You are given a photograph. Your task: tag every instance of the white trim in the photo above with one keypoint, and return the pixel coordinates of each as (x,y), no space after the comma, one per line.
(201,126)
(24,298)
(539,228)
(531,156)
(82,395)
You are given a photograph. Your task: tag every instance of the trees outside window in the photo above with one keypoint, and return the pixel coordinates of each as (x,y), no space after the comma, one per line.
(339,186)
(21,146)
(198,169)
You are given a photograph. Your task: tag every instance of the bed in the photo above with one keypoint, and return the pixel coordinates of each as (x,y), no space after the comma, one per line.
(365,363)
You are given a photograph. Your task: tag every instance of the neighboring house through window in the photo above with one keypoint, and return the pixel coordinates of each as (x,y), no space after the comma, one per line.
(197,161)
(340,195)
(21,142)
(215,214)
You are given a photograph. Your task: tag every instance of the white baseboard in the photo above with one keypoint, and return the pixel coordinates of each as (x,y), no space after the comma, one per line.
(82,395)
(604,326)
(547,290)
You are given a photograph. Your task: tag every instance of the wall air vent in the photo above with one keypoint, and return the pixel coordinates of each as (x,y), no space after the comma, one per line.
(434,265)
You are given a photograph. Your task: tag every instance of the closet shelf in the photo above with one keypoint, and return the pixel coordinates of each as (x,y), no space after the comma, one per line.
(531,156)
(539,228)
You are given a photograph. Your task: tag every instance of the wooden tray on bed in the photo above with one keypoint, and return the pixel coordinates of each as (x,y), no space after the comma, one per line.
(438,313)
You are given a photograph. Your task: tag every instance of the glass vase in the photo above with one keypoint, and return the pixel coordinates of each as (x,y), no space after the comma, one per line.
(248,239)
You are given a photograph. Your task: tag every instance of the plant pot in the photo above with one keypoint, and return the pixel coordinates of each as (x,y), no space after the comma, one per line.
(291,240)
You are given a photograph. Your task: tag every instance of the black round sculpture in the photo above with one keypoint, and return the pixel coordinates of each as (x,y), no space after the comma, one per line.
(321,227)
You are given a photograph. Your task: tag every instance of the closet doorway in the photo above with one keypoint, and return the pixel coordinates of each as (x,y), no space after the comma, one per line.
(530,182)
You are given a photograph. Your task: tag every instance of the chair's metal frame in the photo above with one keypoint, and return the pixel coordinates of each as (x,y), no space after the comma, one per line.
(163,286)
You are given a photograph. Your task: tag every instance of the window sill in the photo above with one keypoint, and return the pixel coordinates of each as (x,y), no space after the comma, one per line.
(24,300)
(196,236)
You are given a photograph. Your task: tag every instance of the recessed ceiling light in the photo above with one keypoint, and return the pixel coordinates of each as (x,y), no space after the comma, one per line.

● **Problem description**
Revise the rows from the line containing "the closet doorway" through the end of the rows, changing "keypoint" to "marker" and leaving everything else unchanged.

● **Task solution**
You are given a photograph. Your task: tag every instance of the closet doorway in the photo above with one marker, and return the pixel coordinates of each as (x,y), no space after the comma, one per line.
(530,182)
You are given a photograph. Your task: tag every instance of the chair's metal frame in the photo above with one marker, and return the pixel coordinates of each as (x,y), no space after the comma, one per line.
(163,286)
You are given a photograph. Your task: tag every instance of the window sill in the photo above with one marker, and return the pixel coordinates of each as (x,y), no space after the comma, one per line.
(24,300)
(196,236)
You are given a photograph. Your task: tag every instance of the recessed ceiling light in the photo above with one marker, and return the pixel coordinates of each as (x,y), no space after the comma, one per line.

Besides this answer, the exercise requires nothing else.